Problem with unit coversion (temperature) I'm having some difficulty understanding one formula that I was introduced to today. The problem concerns converting BTU's to joules.
The formula given by my teacher as well as Wikipedia says that:
$1 BTU = 1lb \cdot c \cdot\Delta 1 ^{\circ}F$ ; 
where lb is pound-mass and c is the specific heat capacity. 
For water we know that: $c=4,185 \cfrac{kJ}{kg\cdot\Delta^{\circ}C }$. Now I want to prove that $1$ BTU is equal to $1,056$ kJ. In the following transformation I'm going to be using the fact that $\Delta^{\circ}F = \cfrac 95\Delta^{\circ}C$
$1BTU = 1[lb] \cdot c \cdot\Delta 1 ^{\circ}F = 0,454 [kg]  \cdot 4,185 \cfrac{kJ}{kg\cdot\Delta^{\circ}C }\cdot \Delta1 ^{\circ}F = \\ 0,454 [kg]  \cdot 4,185 \cfrac{kJ}{kg\cdot\cfrac59\Delta^{\circ}F }\cdot \Delta 1 ^{\circ}F$
After simplifying, we get that $1$ BTU is equal to $0,454 \cdot\cfrac95\cdot4,185[kJ]$; The correct anwser is that 
$1$ BTU is equal to  $0,454 \cdot\cfrac59\cdot4,185[kJ]$
I honestly cannot spot the mistake. Any help appreciated!
 A: In your derivation, I don't see where there could be an error. However, I think the problem is clarified by thinking about the specific heat capacity in degrees Fahrenheit.
Specific heat capacity can be seen in the following way: "Informally, it is the amount of energy that must be added, in the form of heat, to one unit of mass of the substance in order to cause an increase of one unit in its temperature." [Wikipedia]
A change in degrees Celsius equals $\frac{5}{9}$ times that change in degrees Fahrenheit (as you said $\Delta ^{\circ} F = \frac{9}{5} \Delta^{\circ}C$). For a $\frac{5}{9}$ unit increase in temperature, $\frac{5}{9}$ of the amount of energy must be added. Therefore, to express the specific heat capacity in Fahrenheit, it is multiplied by $\frac{5}{9}$ (instead of divided). This results in the desired $0,454\cdot \frac{5}{9} \cdot 4,185 [kJ]$.
A: I suspect that the confusion is all about the definition of "specific heat". Let me try to avoid that altogether.
Observe that
$Q \propto m$ and $Q \propto T$ $\implies Q \propto mT$
where $Q = $ heat transfer, $m = $ mass of the substance and $T = $ change in temperature
Equivalently, $\frac{Q}{mT} = $ constant
In other words, $\frac{Q_1}{m_1T_1} = \frac{Q_2}{m_2T_2} = \ldots$
Now consider two cases:
$Q_1 = 1$ Cal $ = 4185$J, $m_1 = 1$kg and $T_1 = 1^\circ$C
and
$Q_2 = x$ J, $m_2 = 0.454$kg and $T_2 = \frac{5}{9}^\circ$C
Next solve
$\frac{x}{0.454 \times \frac{5}{9}} = \frac{4185}{1 \times 1}$
Finally $Q_2 = 1055.55$J

# Extracted records
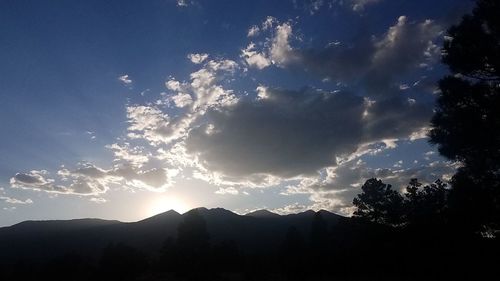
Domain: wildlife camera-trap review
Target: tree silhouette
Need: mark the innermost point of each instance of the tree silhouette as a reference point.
(293, 253)
(122, 262)
(379, 203)
(466, 124)
(426, 205)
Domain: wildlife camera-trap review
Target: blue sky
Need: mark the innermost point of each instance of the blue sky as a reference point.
(122, 109)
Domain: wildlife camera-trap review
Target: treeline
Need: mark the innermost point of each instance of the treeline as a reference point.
(353, 249)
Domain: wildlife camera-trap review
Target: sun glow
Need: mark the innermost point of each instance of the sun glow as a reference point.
(166, 203)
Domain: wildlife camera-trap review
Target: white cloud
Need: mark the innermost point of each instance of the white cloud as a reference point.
(125, 79)
(228, 190)
(98, 200)
(11, 200)
(253, 31)
(359, 5)
(291, 209)
(197, 58)
(182, 3)
(254, 58)
(181, 99)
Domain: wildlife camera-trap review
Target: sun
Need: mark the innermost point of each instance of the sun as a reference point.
(165, 203)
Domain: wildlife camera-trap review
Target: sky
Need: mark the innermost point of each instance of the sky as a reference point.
(125, 109)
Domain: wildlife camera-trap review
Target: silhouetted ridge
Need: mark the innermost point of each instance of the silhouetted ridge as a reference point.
(263, 213)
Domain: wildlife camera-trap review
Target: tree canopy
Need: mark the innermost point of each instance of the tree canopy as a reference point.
(466, 124)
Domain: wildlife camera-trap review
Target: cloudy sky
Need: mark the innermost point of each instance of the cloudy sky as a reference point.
(124, 109)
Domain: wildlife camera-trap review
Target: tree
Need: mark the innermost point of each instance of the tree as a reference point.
(426, 205)
(466, 124)
(379, 203)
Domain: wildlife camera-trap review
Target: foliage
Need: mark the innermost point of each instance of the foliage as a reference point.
(466, 124)
(379, 203)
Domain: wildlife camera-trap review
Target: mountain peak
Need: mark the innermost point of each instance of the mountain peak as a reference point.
(263, 213)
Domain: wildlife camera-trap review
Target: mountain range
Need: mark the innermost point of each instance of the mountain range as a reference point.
(256, 232)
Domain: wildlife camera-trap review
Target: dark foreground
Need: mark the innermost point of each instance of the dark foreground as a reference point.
(219, 245)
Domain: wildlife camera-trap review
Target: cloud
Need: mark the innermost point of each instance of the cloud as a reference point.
(289, 133)
(228, 190)
(294, 208)
(197, 58)
(182, 3)
(337, 186)
(253, 31)
(98, 200)
(37, 180)
(359, 5)
(11, 200)
(376, 63)
(125, 79)
(254, 58)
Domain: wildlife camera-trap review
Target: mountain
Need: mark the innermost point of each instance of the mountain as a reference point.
(262, 214)
(258, 231)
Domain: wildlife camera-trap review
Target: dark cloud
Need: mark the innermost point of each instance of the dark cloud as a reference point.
(290, 133)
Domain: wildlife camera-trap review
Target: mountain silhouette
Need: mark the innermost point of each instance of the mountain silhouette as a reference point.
(259, 231)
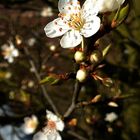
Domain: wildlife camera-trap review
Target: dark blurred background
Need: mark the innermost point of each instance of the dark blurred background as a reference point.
(23, 22)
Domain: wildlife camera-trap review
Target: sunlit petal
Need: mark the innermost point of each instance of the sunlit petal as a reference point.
(91, 26)
(71, 39)
(68, 6)
(56, 28)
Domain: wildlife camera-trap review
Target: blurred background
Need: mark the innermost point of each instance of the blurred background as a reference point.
(22, 25)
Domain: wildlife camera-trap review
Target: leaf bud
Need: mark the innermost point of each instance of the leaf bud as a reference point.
(79, 56)
(81, 75)
(96, 56)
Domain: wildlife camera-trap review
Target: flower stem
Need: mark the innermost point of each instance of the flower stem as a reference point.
(44, 92)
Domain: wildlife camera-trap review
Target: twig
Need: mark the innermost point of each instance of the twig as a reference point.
(45, 94)
(77, 89)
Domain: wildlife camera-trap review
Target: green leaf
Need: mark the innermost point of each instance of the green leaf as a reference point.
(121, 14)
(105, 50)
(50, 80)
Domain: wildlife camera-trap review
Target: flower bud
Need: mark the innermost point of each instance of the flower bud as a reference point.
(96, 56)
(79, 56)
(110, 5)
(81, 75)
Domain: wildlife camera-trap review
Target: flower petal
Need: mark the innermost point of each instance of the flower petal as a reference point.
(68, 6)
(91, 26)
(15, 53)
(40, 136)
(108, 6)
(56, 28)
(43, 136)
(91, 7)
(71, 39)
(60, 125)
(54, 136)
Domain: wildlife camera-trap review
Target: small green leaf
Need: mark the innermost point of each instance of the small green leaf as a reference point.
(121, 14)
(50, 80)
(105, 50)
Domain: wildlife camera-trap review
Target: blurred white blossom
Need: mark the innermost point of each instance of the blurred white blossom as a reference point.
(46, 12)
(50, 131)
(108, 5)
(9, 52)
(74, 22)
(30, 124)
(110, 117)
(31, 41)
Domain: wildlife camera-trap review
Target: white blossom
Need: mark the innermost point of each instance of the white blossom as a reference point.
(30, 124)
(50, 131)
(110, 117)
(108, 5)
(74, 22)
(9, 52)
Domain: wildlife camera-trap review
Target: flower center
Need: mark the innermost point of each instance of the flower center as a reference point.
(76, 21)
(7, 52)
(51, 124)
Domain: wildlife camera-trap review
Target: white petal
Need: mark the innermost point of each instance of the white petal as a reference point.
(42, 136)
(91, 7)
(54, 136)
(91, 26)
(68, 6)
(56, 28)
(60, 125)
(10, 59)
(71, 39)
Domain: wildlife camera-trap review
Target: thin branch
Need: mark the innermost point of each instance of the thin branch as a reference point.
(77, 89)
(44, 92)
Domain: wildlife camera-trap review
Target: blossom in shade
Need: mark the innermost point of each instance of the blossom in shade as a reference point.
(50, 131)
(110, 117)
(74, 22)
(9, 52)
(46, 12)
(30, 124)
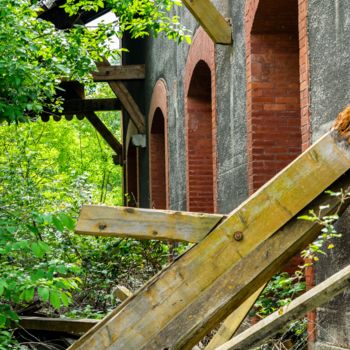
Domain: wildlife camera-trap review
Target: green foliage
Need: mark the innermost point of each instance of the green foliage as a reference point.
(35, 56)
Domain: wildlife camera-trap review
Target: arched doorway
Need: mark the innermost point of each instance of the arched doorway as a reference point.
(200, 141)
(274, 117)
(200, 124)
(157, 161)
(158, 147)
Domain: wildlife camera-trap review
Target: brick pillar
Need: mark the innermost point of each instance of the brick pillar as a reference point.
(158, 147)
(200, 124)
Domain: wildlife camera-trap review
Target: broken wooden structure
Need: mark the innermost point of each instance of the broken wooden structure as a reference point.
(235, 257)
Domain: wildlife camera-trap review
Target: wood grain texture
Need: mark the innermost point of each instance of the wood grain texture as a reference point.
(233, 322)
(119, 72)
(211, 20)
(190, 297)
(65, 325)
(145, 223)
(279, 320)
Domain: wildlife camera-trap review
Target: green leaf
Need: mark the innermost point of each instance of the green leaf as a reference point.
(55, 299)
(44, 293)
(29, 294)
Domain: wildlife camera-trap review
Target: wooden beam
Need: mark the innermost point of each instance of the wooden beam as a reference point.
(104, 132)
(190, 297)
(120, 72)
(233, 322)
(145, 223)
(81, 106)
(65, 325)
(279, 320)
(211, 20)
(126, 100)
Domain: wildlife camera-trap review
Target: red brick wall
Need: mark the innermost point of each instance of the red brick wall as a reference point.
(275, 115)
(157, 160)
(200, 124)
(273, 96)
(277, 93)
(158, 147)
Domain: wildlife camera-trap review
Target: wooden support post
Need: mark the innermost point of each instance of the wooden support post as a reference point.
(190, 297)
(104, 132)
(65, 325)
(145, 223)
(279, 320)
(120, 72)
(129, 104)
(233, 322)
(211, 20)
(81, 106)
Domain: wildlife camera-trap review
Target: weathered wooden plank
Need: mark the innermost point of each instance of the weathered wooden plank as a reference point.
(145, 223)
(187, 299)
(126, 99)
(233, 322)
(120, 72)
(104, 132)
(65, 325)
(279, 320)
(81, 106)
(211, 20)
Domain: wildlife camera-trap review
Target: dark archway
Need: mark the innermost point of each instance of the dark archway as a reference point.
(274, 124)
(200, 151)
(132, 193)
(158, 161)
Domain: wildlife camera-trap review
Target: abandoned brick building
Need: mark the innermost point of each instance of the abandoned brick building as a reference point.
(221, 120)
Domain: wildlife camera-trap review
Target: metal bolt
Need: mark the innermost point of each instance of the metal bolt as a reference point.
(238, 236)
(102, 226)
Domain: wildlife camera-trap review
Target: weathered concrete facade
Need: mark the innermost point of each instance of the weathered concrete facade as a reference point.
(306, 47)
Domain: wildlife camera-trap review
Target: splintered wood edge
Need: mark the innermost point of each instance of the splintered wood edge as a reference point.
(342, 123)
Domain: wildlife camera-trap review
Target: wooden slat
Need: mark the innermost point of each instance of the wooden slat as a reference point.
(211, 20)
(190, 297)
(104, 132)
(65, 325)
(126, 99)
(145, 223)
(120, 72)
(81, 106)
(279, 320)
(233, 322)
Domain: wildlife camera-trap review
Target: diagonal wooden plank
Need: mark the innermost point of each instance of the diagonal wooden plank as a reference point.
(233, 322)
(187, 299)
(279, 320)
(211, 20)
(145, 223)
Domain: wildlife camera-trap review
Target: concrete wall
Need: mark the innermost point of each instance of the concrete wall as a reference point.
(167, 60)
(329, 63)
(329, 38)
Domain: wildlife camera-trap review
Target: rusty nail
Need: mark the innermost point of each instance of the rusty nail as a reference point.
(238, 236)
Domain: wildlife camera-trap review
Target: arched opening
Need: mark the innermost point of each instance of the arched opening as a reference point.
(200, 152)
(273, 81)
(132, 193)
(158, 161)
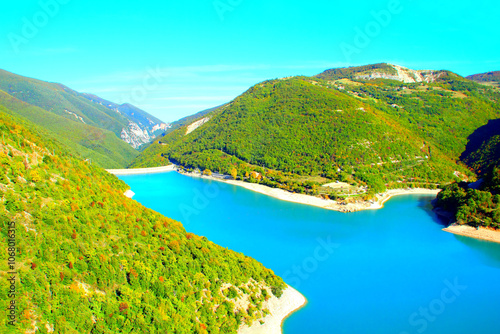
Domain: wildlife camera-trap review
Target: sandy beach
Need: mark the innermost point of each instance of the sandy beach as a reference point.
(288, 196)
(469, 231)
(320, 202)
(133, 171)
(279, 309)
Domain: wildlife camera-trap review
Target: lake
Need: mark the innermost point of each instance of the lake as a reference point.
(383, 271)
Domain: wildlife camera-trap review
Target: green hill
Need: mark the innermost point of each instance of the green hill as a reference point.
(485, 77)
(89, 142)
(489, 78)
(126, 122)
(301, 132)
(477, 204)
(90, 260)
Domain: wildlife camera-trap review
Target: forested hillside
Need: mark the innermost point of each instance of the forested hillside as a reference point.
(102, 147)
(90, 260)
(113, 130)
(477, 204)
(301, 132)
(489, 77)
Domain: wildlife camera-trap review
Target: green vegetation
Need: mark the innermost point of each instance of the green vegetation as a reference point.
(102, 147)
(90, 260)
(301, 132)
(352, 72)
(89, 129)
(489, 78)
(477, 207)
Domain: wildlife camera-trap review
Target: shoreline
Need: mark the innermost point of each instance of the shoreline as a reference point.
(289, 196)
(133, 171)
(319, 202)
(481, 233)
(291, 301)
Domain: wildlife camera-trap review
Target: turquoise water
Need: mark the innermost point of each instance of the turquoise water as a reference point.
(384, 271)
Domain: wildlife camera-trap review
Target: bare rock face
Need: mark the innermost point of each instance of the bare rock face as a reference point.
(135, 136)
(403, 74)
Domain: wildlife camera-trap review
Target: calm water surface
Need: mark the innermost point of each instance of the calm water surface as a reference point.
(373, 272)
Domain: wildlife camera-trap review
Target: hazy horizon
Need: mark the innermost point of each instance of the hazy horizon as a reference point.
(175, 59)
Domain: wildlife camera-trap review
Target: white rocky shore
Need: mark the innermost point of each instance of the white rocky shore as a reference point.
(279, 309)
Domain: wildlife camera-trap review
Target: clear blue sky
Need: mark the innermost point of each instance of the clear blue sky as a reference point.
(174, 58)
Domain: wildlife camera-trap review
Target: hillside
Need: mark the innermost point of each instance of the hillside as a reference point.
(299, 133)
(384, 71)
(486, 77)
(149, 125)
(477, 204)
(101, 147)
(90, 260)
(129, 123)
(190, 119)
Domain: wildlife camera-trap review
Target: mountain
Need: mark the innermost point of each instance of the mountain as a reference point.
(90, 260)
(370, 126)
(126, 122)
(477, 204)
(99, 146)
(191, 119)
(384, 71)
(142, 128)
(488, 78)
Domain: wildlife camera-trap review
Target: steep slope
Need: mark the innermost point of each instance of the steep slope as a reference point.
(299, 133)
(90, 260)
(65, 102)
(155, 153)
(190, 119)
(102, 147)
(383, 71)
(492, 78)
(143, 127)
(477, 204)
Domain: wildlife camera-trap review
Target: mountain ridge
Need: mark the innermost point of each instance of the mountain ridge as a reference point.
(343, 124)
(64, 101)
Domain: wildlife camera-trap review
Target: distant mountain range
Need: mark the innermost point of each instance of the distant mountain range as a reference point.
(375, 127)
(489, 77)
(94, 128)
(89, 259)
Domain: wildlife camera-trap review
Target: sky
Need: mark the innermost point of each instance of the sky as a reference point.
(175, 58)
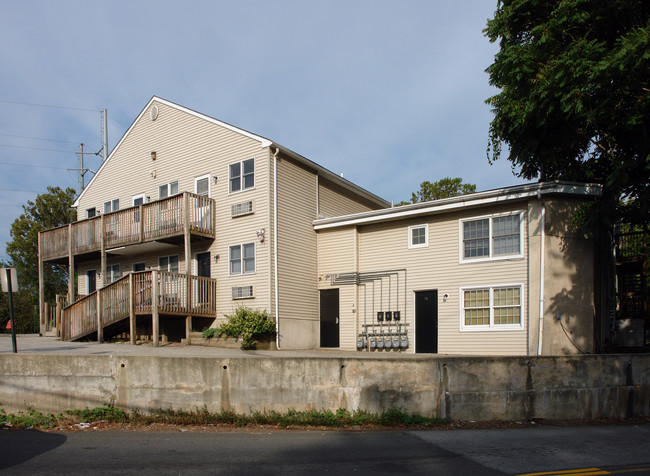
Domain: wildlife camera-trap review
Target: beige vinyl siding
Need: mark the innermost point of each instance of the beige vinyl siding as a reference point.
(336, 254)
(385, 247)
(334, 200)
(297, 258)
(187, 147)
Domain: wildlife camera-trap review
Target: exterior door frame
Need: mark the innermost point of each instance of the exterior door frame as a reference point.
(435, 344)
(329, 329)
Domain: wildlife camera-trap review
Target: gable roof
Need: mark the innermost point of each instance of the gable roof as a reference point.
(264, 142)
(443, 205)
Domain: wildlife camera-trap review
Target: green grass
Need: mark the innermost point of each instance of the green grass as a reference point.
(341, 418)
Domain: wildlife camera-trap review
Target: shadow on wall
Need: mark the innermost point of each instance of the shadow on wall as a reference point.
(570, 320)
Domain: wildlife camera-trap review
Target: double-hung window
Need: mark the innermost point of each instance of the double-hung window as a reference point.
(167, 190)
(493, 237)
(242, 259)
(112, 206)
(242, 175)
(492, 308)
(113, 273)
(418, 236)
(168, 263)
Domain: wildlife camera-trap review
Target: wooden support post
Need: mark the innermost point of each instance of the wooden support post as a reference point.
(100, 329)
(155, 321)
(41, 296)
(132, 309)
(188, 253)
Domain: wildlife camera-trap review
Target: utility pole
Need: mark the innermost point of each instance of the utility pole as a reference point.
(82, 170)
(104, 134)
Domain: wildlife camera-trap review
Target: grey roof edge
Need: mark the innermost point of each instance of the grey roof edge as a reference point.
(264, 142)
(499, 195)
(328, 174)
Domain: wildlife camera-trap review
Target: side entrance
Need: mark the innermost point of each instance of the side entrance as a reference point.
(426, 322)
(329, 318)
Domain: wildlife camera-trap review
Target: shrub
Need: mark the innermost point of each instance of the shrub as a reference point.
(245, 322)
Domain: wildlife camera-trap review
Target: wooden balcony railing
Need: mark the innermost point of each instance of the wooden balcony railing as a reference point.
(131, 295)
(139, 224)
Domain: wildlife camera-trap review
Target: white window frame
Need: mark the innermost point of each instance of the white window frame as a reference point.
(237, 298)
(168, 260)
(114, 205)
(241, 176)
(426, 236)
(241, 259)
(491, 327)
(110, 272)
(135, 197)
(168, 187)
(196, 181)
(491, 256)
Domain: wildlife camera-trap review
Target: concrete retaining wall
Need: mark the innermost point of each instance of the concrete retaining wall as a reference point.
(472, 388)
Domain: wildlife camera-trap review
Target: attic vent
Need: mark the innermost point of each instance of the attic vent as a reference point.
(242, 292)
(243, 208)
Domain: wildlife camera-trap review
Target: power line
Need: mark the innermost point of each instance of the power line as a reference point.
(47, 105)
(39, 138)
(37, 148)
(33, 166)
(16, 190)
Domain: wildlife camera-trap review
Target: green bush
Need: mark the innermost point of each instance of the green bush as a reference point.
(245, 322)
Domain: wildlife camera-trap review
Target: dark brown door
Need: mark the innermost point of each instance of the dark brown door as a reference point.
(426, 322)
(329, 318)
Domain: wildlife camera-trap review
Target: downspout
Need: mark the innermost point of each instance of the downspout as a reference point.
(275, 246)
(541, 275)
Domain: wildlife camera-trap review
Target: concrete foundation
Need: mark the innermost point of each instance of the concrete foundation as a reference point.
(473, 388)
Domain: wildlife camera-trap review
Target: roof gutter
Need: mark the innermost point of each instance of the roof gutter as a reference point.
(463, 201)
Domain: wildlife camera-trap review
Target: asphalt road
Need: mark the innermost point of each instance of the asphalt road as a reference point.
(590, 450)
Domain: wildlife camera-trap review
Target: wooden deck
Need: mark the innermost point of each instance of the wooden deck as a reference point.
(144, 293)
(160, 220)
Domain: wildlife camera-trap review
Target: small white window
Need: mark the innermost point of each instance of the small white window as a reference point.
(138, 199)
(167, 190)
(242, 175)
(491, 237)
(242, 292)
(202, 186)
(418, 236)
(113, 273)
(112, 206)
(492, 308)
(168, 263)
(242, 259)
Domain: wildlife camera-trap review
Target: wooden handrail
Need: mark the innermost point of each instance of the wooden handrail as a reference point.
(173, 289)
(137, 224)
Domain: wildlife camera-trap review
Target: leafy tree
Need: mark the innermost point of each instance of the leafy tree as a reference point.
(48, 210)
(443, 188)
(575, 97)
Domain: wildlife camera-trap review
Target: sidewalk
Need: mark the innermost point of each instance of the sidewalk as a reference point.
(33, 344)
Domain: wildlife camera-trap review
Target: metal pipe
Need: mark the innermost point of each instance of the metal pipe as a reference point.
(541, 279)
(275, 246)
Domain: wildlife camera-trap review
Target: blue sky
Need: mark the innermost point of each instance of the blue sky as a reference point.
(389, 93)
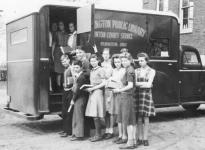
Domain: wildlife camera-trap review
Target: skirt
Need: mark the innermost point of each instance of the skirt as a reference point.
(96, 104)
(144, 103)
(126, 113)
(58, 67)
(114, 108)
(108, 100)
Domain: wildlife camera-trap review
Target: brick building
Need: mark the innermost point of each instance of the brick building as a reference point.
(192, 19)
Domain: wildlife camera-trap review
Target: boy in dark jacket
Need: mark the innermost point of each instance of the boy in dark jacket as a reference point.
(79, 100)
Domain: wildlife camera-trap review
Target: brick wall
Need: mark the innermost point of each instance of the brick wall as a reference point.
(149, 4)
(197, 37)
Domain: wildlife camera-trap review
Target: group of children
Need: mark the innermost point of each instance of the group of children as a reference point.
(118, 93)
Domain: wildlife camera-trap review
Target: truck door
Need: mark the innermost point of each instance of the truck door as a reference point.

# What you need to do
1. In the thread on converting BTUs to joules, what final value does the second reply get for Q₂?
2. Put this sentence from the thread on converting BTUs to joules into French: "In your derivation, I don't see where there could be an error."

# The answers
1. 1055.55 J

2. Dans ta dérivation, je ne vois pas où il pourrait y avoir une erreur.